▸ Given task
Scale the material below from the line holding "Flashcard — Front: Where is the white car" to the line holding "[0, 0, 300, 151]", inclusive. Reproduce only those lines, requests included, and multiply every coordinate in the answers by 0.4, rounding to whole numbers with halves rounded up; leave the requests and their format samples unchanged.
============================================================
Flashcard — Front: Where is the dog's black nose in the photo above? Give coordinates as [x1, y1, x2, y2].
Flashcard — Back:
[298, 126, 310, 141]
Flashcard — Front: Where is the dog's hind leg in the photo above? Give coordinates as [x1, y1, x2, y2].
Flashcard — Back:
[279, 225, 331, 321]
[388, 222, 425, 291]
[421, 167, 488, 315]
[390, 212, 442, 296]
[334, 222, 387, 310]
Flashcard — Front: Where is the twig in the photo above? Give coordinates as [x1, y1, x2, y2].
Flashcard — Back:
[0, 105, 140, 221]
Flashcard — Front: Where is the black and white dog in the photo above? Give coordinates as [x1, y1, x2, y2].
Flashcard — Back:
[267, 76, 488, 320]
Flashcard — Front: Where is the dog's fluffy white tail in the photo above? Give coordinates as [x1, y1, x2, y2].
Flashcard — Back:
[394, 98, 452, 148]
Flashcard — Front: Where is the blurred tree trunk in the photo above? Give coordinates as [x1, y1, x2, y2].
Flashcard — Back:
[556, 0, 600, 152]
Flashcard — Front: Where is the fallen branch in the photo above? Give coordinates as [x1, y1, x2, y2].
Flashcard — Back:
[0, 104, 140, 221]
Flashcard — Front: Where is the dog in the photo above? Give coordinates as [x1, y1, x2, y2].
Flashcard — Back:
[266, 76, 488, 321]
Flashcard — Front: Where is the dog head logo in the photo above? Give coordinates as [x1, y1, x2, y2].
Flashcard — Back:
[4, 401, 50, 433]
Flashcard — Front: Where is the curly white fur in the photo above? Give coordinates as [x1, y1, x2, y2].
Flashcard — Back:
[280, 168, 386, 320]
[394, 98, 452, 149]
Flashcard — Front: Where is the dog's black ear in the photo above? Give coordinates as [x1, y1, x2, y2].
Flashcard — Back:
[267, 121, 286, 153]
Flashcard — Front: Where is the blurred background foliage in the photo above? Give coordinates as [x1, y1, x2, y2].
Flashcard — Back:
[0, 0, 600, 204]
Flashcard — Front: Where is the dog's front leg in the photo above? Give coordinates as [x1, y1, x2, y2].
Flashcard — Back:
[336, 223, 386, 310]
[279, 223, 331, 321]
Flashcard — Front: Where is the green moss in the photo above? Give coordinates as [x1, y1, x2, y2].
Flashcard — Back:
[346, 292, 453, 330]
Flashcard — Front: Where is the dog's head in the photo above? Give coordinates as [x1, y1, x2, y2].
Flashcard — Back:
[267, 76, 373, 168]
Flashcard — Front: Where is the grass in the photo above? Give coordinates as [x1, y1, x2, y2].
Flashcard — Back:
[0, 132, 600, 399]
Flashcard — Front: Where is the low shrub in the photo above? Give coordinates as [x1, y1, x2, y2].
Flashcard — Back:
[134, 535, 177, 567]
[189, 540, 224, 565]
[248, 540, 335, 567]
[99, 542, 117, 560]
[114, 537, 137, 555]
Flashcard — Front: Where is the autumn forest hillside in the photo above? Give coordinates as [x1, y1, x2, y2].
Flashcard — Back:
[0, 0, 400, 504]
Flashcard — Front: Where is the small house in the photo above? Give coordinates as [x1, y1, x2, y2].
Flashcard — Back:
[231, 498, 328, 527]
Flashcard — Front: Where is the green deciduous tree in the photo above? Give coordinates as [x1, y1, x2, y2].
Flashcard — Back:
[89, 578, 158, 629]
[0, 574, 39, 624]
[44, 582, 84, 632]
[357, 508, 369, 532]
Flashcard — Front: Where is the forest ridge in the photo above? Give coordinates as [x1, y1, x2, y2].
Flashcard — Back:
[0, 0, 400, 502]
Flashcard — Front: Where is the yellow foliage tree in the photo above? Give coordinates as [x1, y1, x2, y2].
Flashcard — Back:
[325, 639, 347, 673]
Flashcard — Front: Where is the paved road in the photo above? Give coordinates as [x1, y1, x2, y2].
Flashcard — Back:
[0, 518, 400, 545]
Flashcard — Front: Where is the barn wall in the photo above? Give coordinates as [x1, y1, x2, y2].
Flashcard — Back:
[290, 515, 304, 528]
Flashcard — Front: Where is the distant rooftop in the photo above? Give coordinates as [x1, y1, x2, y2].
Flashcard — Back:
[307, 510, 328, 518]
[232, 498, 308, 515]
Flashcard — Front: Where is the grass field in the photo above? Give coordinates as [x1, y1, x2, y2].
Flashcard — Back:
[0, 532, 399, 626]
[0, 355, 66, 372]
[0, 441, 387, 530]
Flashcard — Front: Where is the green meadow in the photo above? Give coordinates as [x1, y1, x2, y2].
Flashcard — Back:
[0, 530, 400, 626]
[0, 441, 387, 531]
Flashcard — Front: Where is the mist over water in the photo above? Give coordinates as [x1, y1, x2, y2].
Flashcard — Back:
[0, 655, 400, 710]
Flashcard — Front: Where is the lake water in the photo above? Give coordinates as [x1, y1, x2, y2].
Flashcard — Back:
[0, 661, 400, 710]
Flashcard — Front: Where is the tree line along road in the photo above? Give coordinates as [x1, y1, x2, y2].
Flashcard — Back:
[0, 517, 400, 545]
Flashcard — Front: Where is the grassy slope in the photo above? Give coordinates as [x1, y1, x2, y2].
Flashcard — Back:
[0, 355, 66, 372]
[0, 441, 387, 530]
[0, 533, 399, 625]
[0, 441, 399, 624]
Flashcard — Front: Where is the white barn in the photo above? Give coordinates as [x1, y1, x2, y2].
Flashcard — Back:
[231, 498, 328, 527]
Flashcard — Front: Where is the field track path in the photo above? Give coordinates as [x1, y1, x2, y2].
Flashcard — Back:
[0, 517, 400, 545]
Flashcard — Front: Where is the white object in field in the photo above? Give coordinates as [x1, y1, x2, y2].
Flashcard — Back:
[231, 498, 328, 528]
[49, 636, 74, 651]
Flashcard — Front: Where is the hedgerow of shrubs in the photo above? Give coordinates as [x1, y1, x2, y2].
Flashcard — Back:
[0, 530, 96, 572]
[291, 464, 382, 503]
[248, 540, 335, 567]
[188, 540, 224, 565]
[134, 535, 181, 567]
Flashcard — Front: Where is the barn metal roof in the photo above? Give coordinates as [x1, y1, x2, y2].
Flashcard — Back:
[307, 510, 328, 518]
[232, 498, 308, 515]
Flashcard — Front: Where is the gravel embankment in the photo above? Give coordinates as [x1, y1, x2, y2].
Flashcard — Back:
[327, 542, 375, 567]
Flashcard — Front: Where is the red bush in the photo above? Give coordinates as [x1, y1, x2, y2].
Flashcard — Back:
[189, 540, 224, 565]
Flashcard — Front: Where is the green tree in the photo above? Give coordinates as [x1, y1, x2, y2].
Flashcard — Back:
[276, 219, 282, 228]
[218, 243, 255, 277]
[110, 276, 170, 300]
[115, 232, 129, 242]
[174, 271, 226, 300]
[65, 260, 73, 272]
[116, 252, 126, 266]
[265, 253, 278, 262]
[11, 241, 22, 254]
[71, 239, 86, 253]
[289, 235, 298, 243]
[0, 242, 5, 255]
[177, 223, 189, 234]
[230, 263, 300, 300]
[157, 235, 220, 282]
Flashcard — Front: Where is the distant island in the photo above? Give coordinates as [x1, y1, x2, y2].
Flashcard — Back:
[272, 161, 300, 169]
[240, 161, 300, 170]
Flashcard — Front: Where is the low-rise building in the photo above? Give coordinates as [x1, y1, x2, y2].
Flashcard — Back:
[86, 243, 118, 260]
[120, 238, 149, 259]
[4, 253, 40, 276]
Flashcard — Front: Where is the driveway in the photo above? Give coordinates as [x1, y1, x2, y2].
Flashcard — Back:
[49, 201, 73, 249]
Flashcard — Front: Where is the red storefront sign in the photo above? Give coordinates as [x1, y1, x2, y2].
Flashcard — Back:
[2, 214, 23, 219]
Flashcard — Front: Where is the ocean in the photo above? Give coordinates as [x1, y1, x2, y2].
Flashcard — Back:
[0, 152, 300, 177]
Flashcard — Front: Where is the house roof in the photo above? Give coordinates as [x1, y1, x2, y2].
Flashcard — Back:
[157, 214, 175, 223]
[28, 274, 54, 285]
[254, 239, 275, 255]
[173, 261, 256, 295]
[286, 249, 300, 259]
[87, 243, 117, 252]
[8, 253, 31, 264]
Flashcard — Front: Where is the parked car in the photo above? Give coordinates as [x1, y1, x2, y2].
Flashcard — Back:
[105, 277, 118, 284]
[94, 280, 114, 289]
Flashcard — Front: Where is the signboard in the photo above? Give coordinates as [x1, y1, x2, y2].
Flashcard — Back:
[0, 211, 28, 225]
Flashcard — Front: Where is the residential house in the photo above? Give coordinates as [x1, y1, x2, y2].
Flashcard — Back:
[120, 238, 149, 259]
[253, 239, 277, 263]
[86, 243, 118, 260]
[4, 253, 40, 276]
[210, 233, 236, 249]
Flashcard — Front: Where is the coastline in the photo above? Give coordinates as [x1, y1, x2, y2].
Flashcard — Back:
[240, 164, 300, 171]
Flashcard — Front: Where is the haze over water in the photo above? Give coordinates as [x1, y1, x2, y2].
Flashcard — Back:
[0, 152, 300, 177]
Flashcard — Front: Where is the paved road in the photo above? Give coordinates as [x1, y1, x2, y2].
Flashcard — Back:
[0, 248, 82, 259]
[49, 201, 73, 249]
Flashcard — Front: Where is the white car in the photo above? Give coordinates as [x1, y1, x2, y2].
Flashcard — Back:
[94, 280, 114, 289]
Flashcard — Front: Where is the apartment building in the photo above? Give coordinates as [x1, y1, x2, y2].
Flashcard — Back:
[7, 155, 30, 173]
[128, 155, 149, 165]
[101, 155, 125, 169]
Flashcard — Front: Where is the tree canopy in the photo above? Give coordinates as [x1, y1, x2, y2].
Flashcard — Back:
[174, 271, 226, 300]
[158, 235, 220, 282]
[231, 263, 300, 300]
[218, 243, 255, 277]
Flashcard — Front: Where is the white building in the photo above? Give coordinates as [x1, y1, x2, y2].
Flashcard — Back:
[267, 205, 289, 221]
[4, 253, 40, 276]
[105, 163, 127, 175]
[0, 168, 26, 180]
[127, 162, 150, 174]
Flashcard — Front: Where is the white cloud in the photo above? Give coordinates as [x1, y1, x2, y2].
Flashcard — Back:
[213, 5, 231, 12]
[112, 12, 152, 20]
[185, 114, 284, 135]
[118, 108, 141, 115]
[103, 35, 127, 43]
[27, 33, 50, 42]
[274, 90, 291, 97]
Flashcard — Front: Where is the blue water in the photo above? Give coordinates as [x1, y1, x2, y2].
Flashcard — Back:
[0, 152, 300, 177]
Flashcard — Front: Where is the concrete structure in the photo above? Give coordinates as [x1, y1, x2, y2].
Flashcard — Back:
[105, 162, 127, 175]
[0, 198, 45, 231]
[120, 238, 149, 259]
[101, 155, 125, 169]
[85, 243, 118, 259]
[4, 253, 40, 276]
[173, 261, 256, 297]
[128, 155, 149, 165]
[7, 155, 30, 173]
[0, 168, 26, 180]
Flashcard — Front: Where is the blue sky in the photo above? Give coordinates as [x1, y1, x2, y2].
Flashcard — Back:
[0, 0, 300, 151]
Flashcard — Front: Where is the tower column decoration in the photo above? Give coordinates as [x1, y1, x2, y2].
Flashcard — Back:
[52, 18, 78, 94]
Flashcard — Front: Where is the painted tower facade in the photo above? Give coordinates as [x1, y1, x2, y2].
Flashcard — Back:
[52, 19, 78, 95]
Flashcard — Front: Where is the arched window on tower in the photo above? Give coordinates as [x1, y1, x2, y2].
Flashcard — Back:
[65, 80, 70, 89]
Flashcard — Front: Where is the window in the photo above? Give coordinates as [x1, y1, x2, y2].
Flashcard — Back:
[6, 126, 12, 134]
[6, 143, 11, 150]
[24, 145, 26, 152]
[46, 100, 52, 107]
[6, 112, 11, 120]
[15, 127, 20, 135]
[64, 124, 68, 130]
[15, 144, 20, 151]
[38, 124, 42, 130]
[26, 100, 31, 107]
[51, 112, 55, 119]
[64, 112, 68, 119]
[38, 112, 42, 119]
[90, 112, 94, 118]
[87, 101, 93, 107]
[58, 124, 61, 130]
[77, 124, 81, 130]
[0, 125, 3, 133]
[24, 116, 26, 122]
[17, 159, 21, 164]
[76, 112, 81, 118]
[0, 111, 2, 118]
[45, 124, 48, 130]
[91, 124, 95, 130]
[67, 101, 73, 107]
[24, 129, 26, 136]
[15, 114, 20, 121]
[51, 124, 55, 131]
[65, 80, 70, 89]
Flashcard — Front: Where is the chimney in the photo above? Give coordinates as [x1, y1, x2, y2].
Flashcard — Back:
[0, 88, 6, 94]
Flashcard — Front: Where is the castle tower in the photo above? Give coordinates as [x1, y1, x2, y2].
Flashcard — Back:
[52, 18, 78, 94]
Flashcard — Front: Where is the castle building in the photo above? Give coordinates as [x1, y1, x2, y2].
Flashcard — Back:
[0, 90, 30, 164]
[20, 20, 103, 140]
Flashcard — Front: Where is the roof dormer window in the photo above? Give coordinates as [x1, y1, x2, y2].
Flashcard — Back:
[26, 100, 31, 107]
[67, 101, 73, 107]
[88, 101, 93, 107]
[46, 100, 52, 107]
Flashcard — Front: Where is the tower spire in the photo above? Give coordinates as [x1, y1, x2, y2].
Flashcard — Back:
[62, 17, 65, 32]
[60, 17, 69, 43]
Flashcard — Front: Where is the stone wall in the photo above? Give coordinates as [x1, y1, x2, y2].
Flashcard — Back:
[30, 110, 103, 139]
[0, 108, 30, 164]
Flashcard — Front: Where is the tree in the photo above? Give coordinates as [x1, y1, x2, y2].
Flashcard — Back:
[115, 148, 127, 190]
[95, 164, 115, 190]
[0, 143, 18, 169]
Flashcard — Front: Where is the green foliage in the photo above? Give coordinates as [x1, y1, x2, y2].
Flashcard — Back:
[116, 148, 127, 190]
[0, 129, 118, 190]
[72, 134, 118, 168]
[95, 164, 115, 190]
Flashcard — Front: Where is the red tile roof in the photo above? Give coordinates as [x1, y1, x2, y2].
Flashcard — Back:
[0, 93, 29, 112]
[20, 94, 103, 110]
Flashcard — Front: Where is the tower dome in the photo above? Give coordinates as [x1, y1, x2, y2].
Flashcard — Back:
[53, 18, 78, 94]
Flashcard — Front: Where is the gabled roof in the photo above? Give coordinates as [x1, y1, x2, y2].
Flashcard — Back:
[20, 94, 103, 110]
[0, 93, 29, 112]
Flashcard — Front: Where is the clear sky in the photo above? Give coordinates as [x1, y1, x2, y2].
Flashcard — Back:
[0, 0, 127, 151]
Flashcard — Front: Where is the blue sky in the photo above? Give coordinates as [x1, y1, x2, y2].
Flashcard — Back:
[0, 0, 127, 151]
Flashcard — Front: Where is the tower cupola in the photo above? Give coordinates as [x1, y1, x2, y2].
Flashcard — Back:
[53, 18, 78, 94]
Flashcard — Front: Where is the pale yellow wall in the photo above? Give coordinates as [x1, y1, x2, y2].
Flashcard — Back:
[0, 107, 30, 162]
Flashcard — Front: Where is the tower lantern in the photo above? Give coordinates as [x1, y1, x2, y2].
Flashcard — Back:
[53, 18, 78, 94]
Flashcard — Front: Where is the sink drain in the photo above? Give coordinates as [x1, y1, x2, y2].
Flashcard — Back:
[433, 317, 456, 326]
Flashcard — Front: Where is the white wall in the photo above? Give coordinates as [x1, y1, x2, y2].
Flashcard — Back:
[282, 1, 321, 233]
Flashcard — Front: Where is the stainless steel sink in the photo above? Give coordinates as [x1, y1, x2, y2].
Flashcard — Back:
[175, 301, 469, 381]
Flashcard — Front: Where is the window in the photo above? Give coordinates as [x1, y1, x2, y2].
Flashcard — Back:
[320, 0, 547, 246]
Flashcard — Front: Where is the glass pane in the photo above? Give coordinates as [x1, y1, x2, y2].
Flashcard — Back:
============================================================
▸ The response
Flashcard — Front: Where is the white car in the photo above? Give coordinates as [x1, y1, x2, y2].
Flashcard — Back:
[38, 112, 46, 116]
Flashcard — Front: Where is the apartment building in the photo above? Give coordinates as [x1, y1, x2, y2].
Flashcard — Back:
[3, 62, 12, 69]
[51, 62, 60, 66]
[40, 62, 50, 68]
Flashcard — Front: Where is the tree canopy in the photo above? Give coordinates as [x1, y1, x2, y2].
Flashcard — Back:
[70, 108, 90, 120]
[63, 94, 88, 113]
[92, 105, 120, 120]
[87, 97, 102, 111]
Flashcard — Front: Where is the white building in the photo above? Give coordinates as [x1, y1, x2, y2].
Flashcard — Back:
[107, 82, 116, 88]
[2, 101, 16, 110]
[42, 65, 51, 70]
[0, 67, 10, 72]
[51, 65, 60, 70]
Flashcard — Front: Where is the white cloud in the photo above? Give coordinates as [x1, y1, x2, y2].
Flashcard — Back:
[85, 2, 92, 5]
[45, 5, 61, 8]
[74, 46, 114, 54]
[47, 43, 56, 46]
[41, 14, 51, 17]
[11, 13, 20, 17]
[110, 36, 116, 39]
Flashcard — Front: Where is the blue water in the photo above? Give coordinates as [x1, y1, x2, y2].
Flashcard — Back:
[0, 61, 120, 71]
Flashcard — Front: Where is the concrete structure in the photo above? Give coordinates as [x1, y1, x2, y2].
Flashcard — Back:
[42, 65, 51, 70]
[0, 79, 18, 92]
[48, 95, 60, 104]
[40, 62, 50, 68]
[34, 97, 47, 104]
[2, 101, 16, 110]
[69, 104, 102, 119]
[51, 62, 60, 66]
[3, 62, 12, 69]
[0, 67, 10, 72]
Flashcard — Front: Where is the blue sky in the photo above? Give coordinates as [x1, y1, x2, y2].
Flashcard — Back:
[0, 0, 120, 60]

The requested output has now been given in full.